-- Opening Marker --
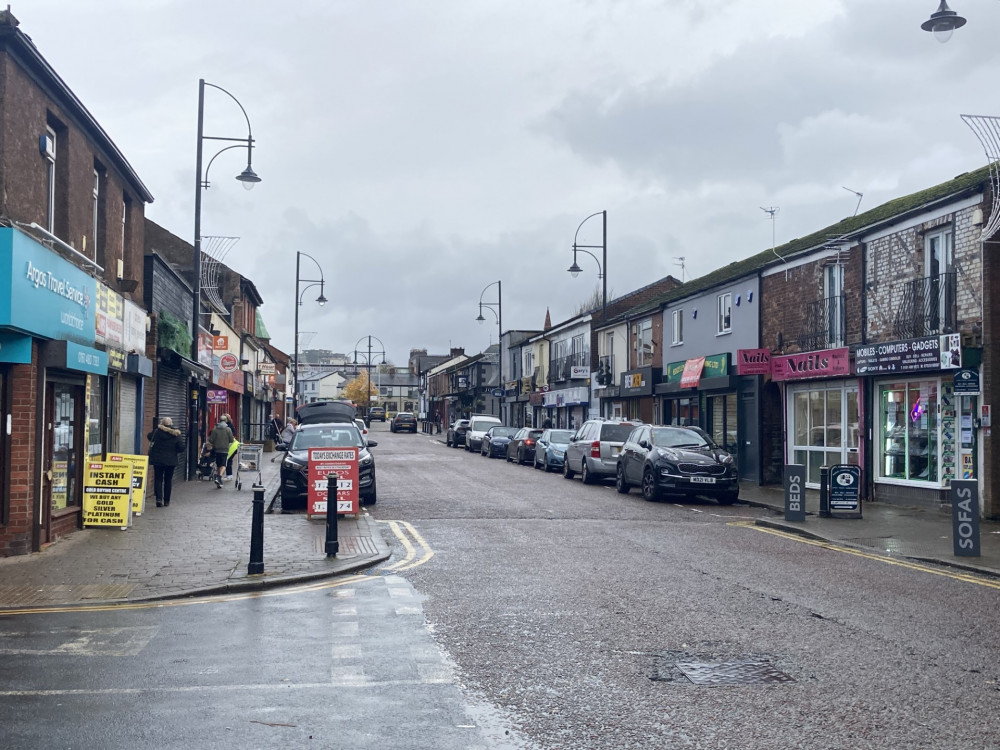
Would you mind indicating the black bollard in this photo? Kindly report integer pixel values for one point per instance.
(332, 543)
(256, 566)
(824, 492)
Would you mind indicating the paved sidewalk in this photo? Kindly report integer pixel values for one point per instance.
(893, 530)
(199, 545)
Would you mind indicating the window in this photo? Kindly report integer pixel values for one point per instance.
(677, 327)
(49, 153)
(725, 312)
(644, 344)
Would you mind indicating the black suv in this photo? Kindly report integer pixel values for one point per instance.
(403, 421)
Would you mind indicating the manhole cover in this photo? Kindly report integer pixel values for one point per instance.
(732, 672)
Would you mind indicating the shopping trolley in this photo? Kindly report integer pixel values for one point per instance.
(248, 458)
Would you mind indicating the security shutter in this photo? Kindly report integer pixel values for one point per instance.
(127, 414)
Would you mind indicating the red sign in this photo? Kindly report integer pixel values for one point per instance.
(692, 372)
(343, 462)
(821, 364)
(753, 362)
(228, 362)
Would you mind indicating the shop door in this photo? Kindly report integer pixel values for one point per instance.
(63, 450)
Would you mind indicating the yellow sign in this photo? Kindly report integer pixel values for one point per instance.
(107, 490)
(140, 469)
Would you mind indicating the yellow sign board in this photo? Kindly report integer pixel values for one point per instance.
(140, 469)
(107, 490)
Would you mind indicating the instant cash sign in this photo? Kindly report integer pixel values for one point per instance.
(342, 462)
(107, 494)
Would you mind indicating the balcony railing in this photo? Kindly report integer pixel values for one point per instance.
(561, 367)
(926, 307)
(826, 320)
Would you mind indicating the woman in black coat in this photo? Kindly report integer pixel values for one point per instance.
(165, 444)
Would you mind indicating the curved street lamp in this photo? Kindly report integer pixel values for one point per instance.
(602, 265)
(368, 370)
(249, 178)
(320, 300)
(498, 312)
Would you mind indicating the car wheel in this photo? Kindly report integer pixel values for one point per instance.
(649, 491)
(620, 484)
(729, 498)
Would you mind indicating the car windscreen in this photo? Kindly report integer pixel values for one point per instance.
(615, 433)
(678, 437)
(326, 438)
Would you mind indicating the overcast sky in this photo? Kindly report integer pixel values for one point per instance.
(420, 150)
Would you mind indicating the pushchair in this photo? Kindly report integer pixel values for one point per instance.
(206, 462)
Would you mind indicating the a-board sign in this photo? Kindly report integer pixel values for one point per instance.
(140, 469)
(965, 517)
(343, 462)
(107, 491)
(845, 489)
(795, 492)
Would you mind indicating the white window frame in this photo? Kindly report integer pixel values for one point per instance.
(676, 327)
(725, 320)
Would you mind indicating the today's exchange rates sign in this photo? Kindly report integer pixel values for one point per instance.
(343, 462)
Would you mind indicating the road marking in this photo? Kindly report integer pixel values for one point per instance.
(833, 547)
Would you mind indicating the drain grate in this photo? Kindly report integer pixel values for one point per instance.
(732, 673)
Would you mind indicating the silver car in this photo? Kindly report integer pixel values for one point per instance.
(593, 450)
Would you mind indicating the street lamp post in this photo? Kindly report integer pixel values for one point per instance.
(602, 265)
(499, 314)
(321, 300)
(368, 370)
(249, 178)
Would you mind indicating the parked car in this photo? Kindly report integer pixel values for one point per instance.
(593, 450)
(403, 421)
(456, 433)
(295, 464)
(495, 441)
(360, 424)
(676, 460)
(522, 445)
(478, 426)
(550, 450)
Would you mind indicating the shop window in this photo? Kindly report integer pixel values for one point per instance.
(909, 447)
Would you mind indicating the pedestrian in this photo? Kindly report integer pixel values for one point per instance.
(289, 431)
(221, 437)
(165, 445)
(274, 428)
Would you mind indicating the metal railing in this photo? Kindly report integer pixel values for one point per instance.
(926, 307)
(826, 321)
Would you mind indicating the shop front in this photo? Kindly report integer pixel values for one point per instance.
(822, 410)
(924, 419)
(567, 407)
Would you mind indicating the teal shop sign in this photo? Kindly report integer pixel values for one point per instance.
(43, 294)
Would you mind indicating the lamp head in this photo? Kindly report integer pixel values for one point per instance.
(248, 177)
(943, 22)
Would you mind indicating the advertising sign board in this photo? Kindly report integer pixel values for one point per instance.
(107, 490)
(342, 462)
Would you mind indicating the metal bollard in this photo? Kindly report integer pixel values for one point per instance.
(824, 492)
(332, 543)
(256, 566)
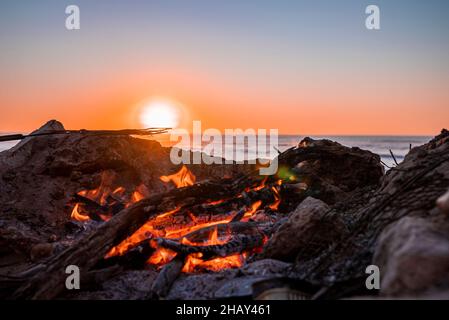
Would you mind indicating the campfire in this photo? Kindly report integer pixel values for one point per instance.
(211, 236)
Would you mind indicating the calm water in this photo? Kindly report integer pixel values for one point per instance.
(377, 144)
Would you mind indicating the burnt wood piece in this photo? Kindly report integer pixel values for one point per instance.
(237, 244)
(134, 258)
(231, 228)
(169, 273)
(86, 252)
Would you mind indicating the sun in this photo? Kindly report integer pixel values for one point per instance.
-- Closing Marker --
Copy out the lines beginning at the one that contains "Would you mind indicating the burnt". Stop at the final line of the data, and include it.

Would you mind indicating the burnt wood piece in this photo? Kindly report integer pixel values for one point per instance.
(237, 244)
(134, 258)
(231, 228)
(169, 273)
(86, 252)
Would you mind indicating the sun in this photo? Kindly report integer pixel values for one point per instance.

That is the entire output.